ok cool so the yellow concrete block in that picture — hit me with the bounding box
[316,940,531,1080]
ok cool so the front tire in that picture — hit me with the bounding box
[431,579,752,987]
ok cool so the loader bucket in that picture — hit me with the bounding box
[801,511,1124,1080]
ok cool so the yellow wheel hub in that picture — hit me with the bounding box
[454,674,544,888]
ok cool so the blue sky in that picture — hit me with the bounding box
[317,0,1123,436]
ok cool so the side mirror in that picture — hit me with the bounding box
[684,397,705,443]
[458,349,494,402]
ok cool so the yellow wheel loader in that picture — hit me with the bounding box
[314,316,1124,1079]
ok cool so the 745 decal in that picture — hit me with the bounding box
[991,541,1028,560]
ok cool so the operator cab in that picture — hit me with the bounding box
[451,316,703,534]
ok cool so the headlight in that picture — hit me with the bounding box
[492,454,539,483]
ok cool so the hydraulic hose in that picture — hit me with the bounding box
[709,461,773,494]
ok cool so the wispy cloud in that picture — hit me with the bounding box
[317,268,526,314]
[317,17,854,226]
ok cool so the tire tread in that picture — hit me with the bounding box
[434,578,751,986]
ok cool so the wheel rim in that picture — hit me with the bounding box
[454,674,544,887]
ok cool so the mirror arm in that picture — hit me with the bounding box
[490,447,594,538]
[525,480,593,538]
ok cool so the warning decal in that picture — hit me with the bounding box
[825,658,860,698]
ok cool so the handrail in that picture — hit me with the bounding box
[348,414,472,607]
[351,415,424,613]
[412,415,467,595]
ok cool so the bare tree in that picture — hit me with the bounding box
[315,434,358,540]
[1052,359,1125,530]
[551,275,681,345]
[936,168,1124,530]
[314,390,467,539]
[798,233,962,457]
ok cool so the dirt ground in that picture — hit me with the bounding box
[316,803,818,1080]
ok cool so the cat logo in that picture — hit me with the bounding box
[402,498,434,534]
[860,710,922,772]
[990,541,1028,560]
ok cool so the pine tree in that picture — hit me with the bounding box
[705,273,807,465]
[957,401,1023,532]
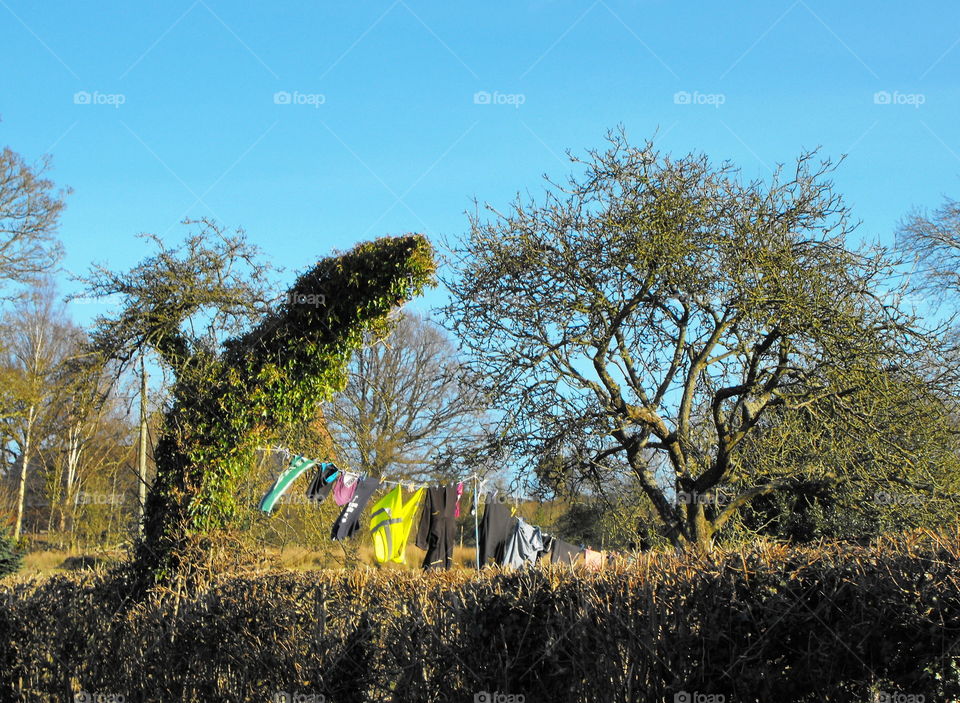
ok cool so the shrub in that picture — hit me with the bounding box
[0,527,22,578]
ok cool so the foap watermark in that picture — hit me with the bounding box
[479,492,523,508]
[273,692,325,703]
[74,693,125,703]
[676,490,731,505]
[287,290,326,307]
[873,90,925,108]
[74,91,126,108]
[872,491,925,507]
[70,293,125,306]
[276,493,317,507]
[674,692,725,703]
[273,91,326,108]
[873,691,925,703]
[473,90,526,108]
[475,692,524,703]
[74,492,125,506]
[673,90,725,108]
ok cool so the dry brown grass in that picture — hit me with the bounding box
[12,541,479,576]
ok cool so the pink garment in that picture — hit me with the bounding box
[332,473,358,506]
[584,549,604,571]
[454,481,464,517]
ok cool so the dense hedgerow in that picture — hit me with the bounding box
[1,530,958,702]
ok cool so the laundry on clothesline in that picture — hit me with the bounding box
[549,537,583,565]
[332,472,359,506]
[478,501,513,567]
[256,446,607,571]
[583,548,604,571]
[415,485,458,570]
[370,485,424,564]
[501,517,544,568]
[454,481,464,518]
[306,463,340,503]
[258,454,318,514]
[331,475,381,541]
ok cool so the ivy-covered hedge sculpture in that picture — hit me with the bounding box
[134,234,435,579]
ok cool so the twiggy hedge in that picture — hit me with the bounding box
[1,530,958,702]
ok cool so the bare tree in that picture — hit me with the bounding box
[0,280,82,539]
[0,148,68,296]
[897,196,960,303]
[325,311,487,481]
[80,219,274,373]
[43,349,122,537]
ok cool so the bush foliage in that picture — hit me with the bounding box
[132,234,436,579]
[0,527,21,578]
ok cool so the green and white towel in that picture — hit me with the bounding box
[259,454,317,513]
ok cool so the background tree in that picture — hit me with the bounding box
[82,219,275,371]
[897,195,960,395]
[43,356,133,542]
[897,196,960,305]
[0,281,83,540]
[0,147,67,297]
[325,311,487,481]
[83,225,435,581]
[444,130,930,552]
[721,365,960,543]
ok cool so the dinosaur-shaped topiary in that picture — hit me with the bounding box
[120,232,435,580]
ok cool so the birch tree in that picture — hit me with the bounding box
[0,282,80,539]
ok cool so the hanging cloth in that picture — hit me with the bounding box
[453,481,465,518]
[331,476,382,541]
[259,454,317,513]
[550,538,583,565]
[477,501,513,567]
[537,533,554,562]
[369,485,425,564]
[501,517,544,568]
[306,462,340,503]
[415,485,458,569]
[332,472,359,506]
[584,548,604,571]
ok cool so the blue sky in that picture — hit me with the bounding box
[2,0,959,321]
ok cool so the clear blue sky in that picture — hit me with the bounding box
[2,0,959,321]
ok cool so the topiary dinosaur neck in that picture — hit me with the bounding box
[134,234,435,582]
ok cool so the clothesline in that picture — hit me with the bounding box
[254,446,594,570]
[256,445,485,490]
[257,445,487,567]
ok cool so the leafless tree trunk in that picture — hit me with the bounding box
[13,405,34,541]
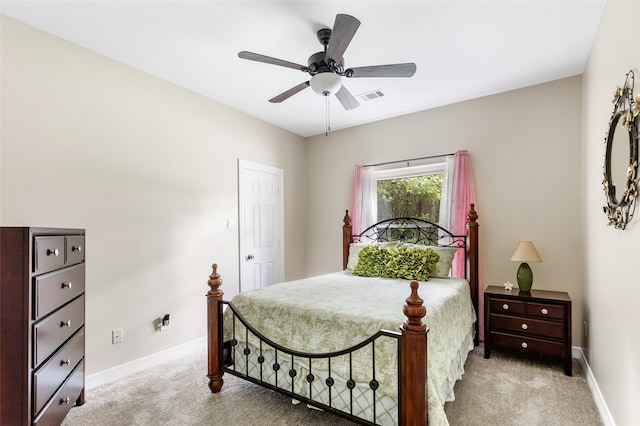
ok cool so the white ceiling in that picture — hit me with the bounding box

WORK TASK:
Please set the data above down exactly, with the pictures removed.

ANSWER TO THE PROBLEM:
ok cool so the yellow concrete block in that picture — hit me with the bounding box
[316,940,531,1080]
ok cool so the front tire in that picture — hit me with the bounding box
[431,579,752,987]
ok cool so the loader bucket in that picture — hit me with the bounding box
[801,511,1124,1080]
ok cool so the yellow wheel hub in that picture — hit me with the bounding box
[454,674,544,888]
ok cool so the blue sky in that picture — hit me with the bounding box
[317,0,1123,436]
ok cool so the side mirror in that picture — hit me with the bounding box
[684,397,705,443]
[458,349,494,402]
ok cool so the yellow wheel loader in that picture — hit me with the bounding box
[314,316,1124,1079]
ok cool so the 745 decal in that picture — hit me with the bounding box
[991,541,1028,560]
ok cool so the operator cab in that picture — hit me with the bounding box
[451,316,703,534]
ok cool so the headlight in that picture — hit me with the bounding box
[492,454,539,483]
ok cool so the hydraulic hose in that picture — hit me with the bounding box
[709,461,773,494]
ok cool so the wispy cloud in that picture — hit me with the bounding box
[317,268,526,314]
[317,17,854,226]
ok cool so the tire tread in that picture — hit me with the bounding box
[434,578,751,986]
ok cool so the wheel rim in that picture — hit me with the bounding box
[454,674,544,887]
ok cool so the mirror arm in that picture — hit me with the bounding box
[490,447,594,538]
[525,480,593,538]
ok cool so the warning decal in that picture — hit me with the bounding box
[825,658,860,698]
ok cool so the handrail in that picture — hit me with the bounding box
[348,414,472,607]
[351,415,424,613]
[412,415,467,595]
ok cool so the bare tree in that picture — hit me with the bounding box
[315,434,358,540]
[1052,359,1125,530]
[551,275,681,345]
[936,168,1124,530]
[314,390,467,539]
[798,233,962,457]
ok cool so the dirt ground in that picture — hit me with the bounding box
[316,803,818,1080]
ok cool so the cat logo in that picture — hit me with the bounding box
[402,498,434,534]
[860,710,922,772]
[990,541,1028,560]
ok cool so the pine tree in that picture — hit me with the bounding box
[705,273,807,465]
[957,401,1023,532]
ok cool so the shrub in that picture — hit me with the bounding box
[0,527,22,578]
ok cool so the foap watermark in that picture — hit me with the bounding box
[479,492,523,508]
[273,692,325,703]
[74,693,125,703]
[676,490,731,505]
[287,290,326,307]
[873,90,925,108]
[74,91,126,108]
[872,491,925,507]
[70,293,125,306]
[276,493,317,507]
[674,692,725,703]
[273,91,326,108]
[873,691,925,703]
[473,90,526,108]
[475,692,524,703]
[74,492,125,506]
[673,90,725,108]
ok cool so the dry brown grass in that picture — hit me with the bounding box
[12,541,479,576]
ok cool so the pink garment in that picture — hit me with the bounding box
[332,473,358,506]
[584,549,604,571]
[454,481,464,517]
ok cool so the dense hedgerow in that picture — hit me with the bounding box
[1,530,958,702]
ok cool so the laundry on clothesline in that picture — hit me with the bounding box
[549,537,583,565]
[332,472,359,506]
[478,501,513,567]
[256,446,607,571]
[583,548,604,571]
[415,485,458,570]
[370,485,424,564]
[501,517,544,568]
[454,481,464,518]
[306,463,340,503]
[258,454,318,514]
[331,475,381,541]
ok cool so the ivy-covered hedge sculpture in that picture — hit me with the bounding box
[134,234,435,579]
ok cool so the twiggy hedge in that picture — hit me with the bounding box
[1,530,958,702]
ok cool so the bare tree in that picture — hit me with the bounding box
[0,280,82,539]
[0,148,68,296]
[897,196,960,303]
[325,311,487,481]
[80,219,274,373]
[43,349,122,537]
ok cool so the bush foliage in that picture — hit me with the bounding box
[132,234,436,579]
[0,527,21,578]
ok cool so the green and white towel in that picture — hit me with the bounding box
[259,454,317,513]
ok cool so the background tree in that picture — hit me with the bounding box
[82,219,275,371]
[897,195,960,395]
[43,356,133,542]
[897,196,960,305]
[0,281,83,540]
[0,147,67,297]
[325,311,487,481]
[83,225,435,581]
[444,130,930,552]
[721,365,960,543]
ok cool so the dinosaur-shaped topiary in that picture — hit me with the bounding box
[120,232,435,580]
ok cool so the birch tree in that picture — hit me with the bounding box
[0,282,80,539]
ok cool so the hanging cloth in that picture — hit me with the bounding box
[453,481,465,518]
[331,476,382,541]
[259,454,317,513]
[550,538,583,565]
[477,501,513,567]
[537,533,554,562]
[369,485,425,564]
[501,517,544,568]
[306,462,340,503]
[415,485,458,569]
[332,472,359,506]
[584,548,604,571]
ok cool so the blue sky in that picture — hit me with the bounding box
[2,0,959,321]
ok cool so the clear blue sky in that picture — hit me with the bounding box
[2,0,959,321]
ok cool so the topiary dinosaur neck in that picture — hit me with the bounding box
[134,234,435,582]
ok cool so the clothesline in that picture — hit me with the bounding box
[254,446,594,570]
[256,445,485,490]
[257,445,487,567]
ok cool so the leafless tree trunk in that picture — hit me with the bounding box
[13,405,34,541]
ok cool so the white ceiling in that picture — hit me with the bounding box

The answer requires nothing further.